▸ **記事**:
________

この姿勢は、同業他社との連携にも表れている。アークスは2018年、岐阜県多治見市のバローホールディングス、山口防府市のリテールパートナーズとともに「新日本スーパーマーケット同盟」を結成した。この同盟は、地方に根ざした独立系スーパーマーケット同士が、商品調達や販促、IT活用などで協業し、競争力を高め合う取り組みである。
規模の拡大を目指す一方で、傘下の企業はあくまで地域密着を貫く。「地元に根ざした“顔が見えるスーパー”」であることが、アークスグループの競争優位性の源泉だ。
■強豪ロピアやセコマとどう戦うかが課題
一方で、ロピア(OICグループ)やトライアルなど首都圏資本のディスカウンターが相次ぎ北海道に進出。セイコーマート(セコマ)などの地域密着型チェーンとの競争も続く。インフレ環境下で、売上は伸びても利益を確保するのは容易ではない。

________

▸ **課題と練習**:
A - 記事に出てくる企業のうち、アークス以外のものを全部挙げてください。
B - 北海道のスーパー競争についての記事を、最後の一文の後から書き進めてください。

▸ **項目一覧**:
________

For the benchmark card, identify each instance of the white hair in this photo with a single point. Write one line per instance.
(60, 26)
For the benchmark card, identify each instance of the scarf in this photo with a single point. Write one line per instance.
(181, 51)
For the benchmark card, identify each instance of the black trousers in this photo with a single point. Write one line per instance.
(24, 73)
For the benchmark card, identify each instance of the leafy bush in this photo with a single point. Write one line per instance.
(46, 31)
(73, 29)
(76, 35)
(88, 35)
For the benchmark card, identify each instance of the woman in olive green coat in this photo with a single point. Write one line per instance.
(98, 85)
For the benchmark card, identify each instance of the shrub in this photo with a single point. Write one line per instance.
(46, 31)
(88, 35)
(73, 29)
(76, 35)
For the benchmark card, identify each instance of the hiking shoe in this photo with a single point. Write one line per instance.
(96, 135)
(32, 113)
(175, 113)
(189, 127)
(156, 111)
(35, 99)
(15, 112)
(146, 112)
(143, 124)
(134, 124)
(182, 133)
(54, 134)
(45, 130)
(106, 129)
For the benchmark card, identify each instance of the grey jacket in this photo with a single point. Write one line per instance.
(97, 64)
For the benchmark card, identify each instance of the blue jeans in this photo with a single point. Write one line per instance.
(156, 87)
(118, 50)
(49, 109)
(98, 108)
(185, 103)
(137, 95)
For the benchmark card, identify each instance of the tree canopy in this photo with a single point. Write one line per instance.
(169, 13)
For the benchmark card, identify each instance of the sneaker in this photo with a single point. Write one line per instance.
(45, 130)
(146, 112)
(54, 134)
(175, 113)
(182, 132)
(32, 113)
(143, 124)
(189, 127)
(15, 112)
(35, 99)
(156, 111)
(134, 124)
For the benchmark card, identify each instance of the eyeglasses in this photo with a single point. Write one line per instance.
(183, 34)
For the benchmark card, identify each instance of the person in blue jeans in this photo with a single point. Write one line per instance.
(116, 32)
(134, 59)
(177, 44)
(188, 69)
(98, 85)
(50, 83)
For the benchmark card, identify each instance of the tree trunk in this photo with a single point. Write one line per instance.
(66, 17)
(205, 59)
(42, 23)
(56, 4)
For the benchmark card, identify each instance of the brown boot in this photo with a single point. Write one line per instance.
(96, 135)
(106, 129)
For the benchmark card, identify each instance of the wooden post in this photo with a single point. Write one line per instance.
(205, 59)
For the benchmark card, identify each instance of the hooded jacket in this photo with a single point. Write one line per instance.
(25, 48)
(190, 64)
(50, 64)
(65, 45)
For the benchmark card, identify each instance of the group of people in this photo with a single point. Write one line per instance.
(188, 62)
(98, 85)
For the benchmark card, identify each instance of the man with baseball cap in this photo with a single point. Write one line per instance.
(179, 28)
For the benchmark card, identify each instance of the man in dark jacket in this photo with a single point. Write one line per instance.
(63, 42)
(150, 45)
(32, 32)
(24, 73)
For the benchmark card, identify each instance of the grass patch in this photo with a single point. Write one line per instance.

________

▸ **課題ごとの結果**:
A - バローホールディングス、リテールパートナーズ、ロピア(OICグループ)、トライアル、セイコーマート(セコマ)

B -
こうした環境にあって、90歳の横山会長は「納得価格」という経営スタンスに立ちながら、アークスを次のステージへと導こうとしている。「安ければよい」ではなく、「納得して買ってもらえる価格」が、アークスの価格観の根幹だ。横山会長は4月の決算発表会見で「鮮度、おいしさ、安心感――これらを納得できる価格で届ける。それが我々の使命です」と語る。
数字だけでない、地域と人に向き合う経営。それが、北海道・北東北の人びとに長く支持されてきた理由にほかならない。
今後、アークスはさらなるデジタル投資と物流の高度化、人材育成に注力し、競争力の維持と強化を図っていく。横山氏からバトンを受けた猫宮一久社長の下、ネットスーパーやEC強化の先行事例をグループ全体に展開しつつ、地域ごとの特性を活かした店舗運営を継続していく構えだ。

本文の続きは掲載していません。